Excerpts of pointing data
== == ==

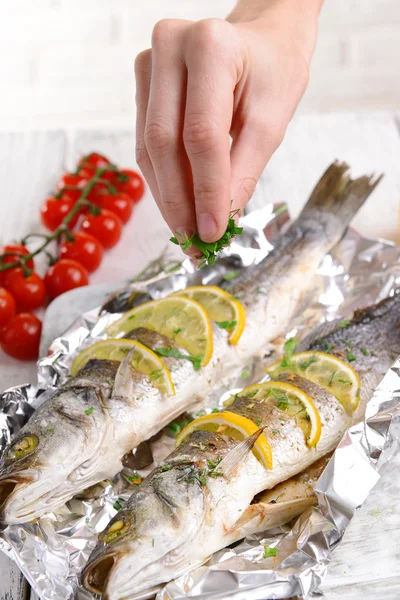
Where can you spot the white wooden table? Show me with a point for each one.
(366, 565)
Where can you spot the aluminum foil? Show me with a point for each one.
(52, 551)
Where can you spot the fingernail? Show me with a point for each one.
(207, 226)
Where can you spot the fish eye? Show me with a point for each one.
(115, 530)
(23, 447)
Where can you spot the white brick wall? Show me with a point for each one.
(70, 62)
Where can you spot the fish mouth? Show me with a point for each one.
(95, 575)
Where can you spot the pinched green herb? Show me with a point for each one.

== == ==

→ Exercise
Retype every line of the records above word for word, leaving out the pictures.

→ Written response
Where can you spot the white wooden table? Show me with a point for each one.
(366, 565)
Where can you spot the aluminum foil? Show me with a point for each one.
(52, 551)
Where can you spot the fingernail? Show me with a point for each one.
(207, 226)
Where can you spot the fish eye? Show me with a point for each one.
(115, 530)
(23, 447)
Where can you spot the white brick wall? Show me with a point for each one.
(70, 62)
Where can you spot the fish mouth? Show me with a point for each one.
(95, 575)
Where can you spot the pinched green herb? Show me with a point for each one.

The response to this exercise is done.